#### [Supplied data]

————

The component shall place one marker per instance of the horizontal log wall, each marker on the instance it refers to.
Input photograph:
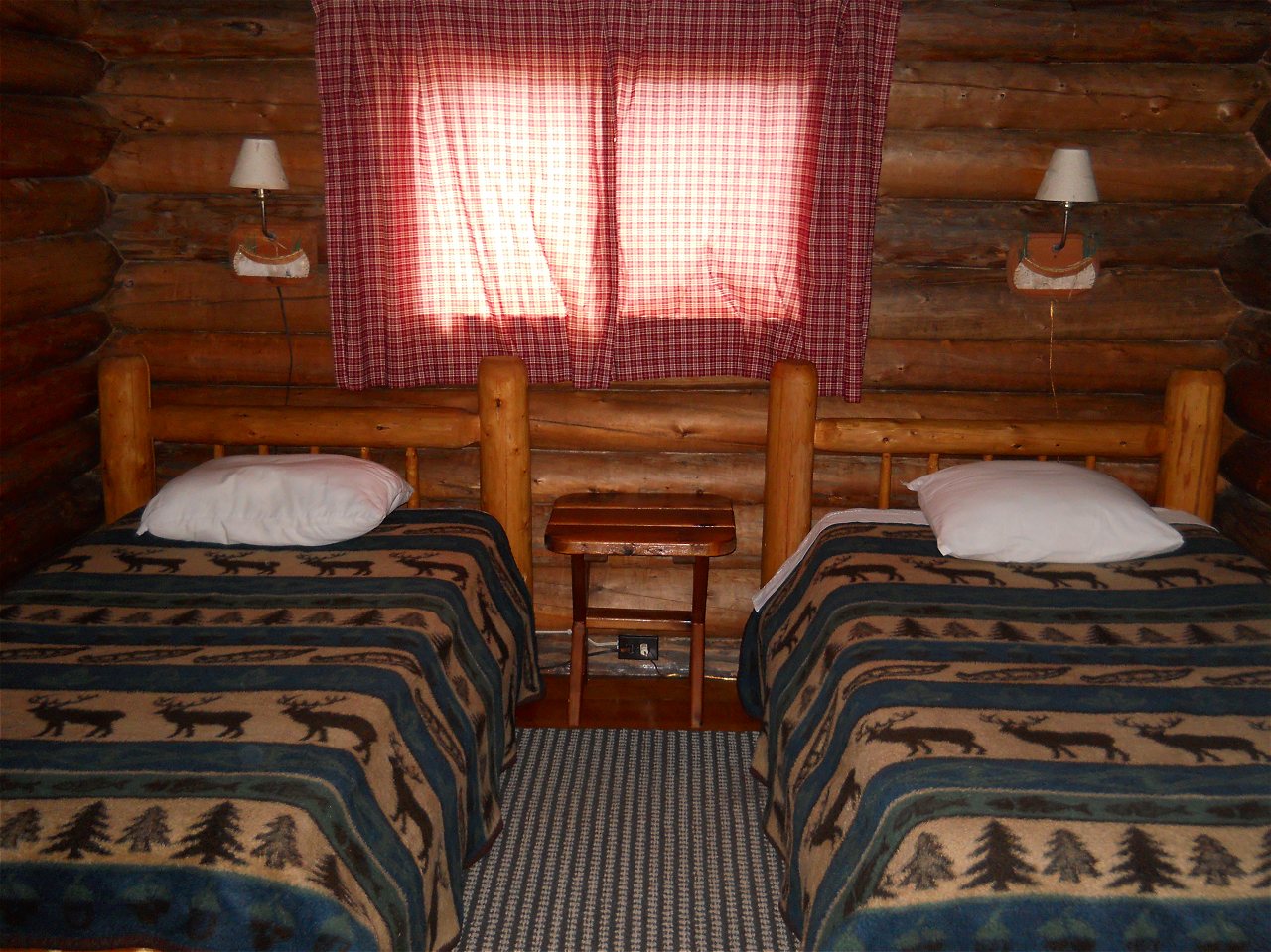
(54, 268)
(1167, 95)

————

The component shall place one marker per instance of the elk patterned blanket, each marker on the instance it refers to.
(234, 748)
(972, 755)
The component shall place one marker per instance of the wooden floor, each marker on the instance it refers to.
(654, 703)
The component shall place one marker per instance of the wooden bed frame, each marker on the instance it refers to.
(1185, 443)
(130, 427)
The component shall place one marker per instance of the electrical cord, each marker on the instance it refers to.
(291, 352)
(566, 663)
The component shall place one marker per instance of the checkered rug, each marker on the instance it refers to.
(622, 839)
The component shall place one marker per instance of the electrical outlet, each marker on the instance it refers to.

————

#### [Given instruction]
Copy the listing word for word, from the line with "electrical cord, each" to the line with "electrical outlet, each". Include both of those lines.

#### [Finished task]
The component shall place one marker per instance of the electrical cord, each marker on the instance it refers to.
(291, 352)
(566, 663)
The component shall place one marker per instance of the checkered rug, each marker on the instance it refers to.
(622, 839)
The component shall place one marker per instance of the electrical outlet, each marker on the instance it refers to.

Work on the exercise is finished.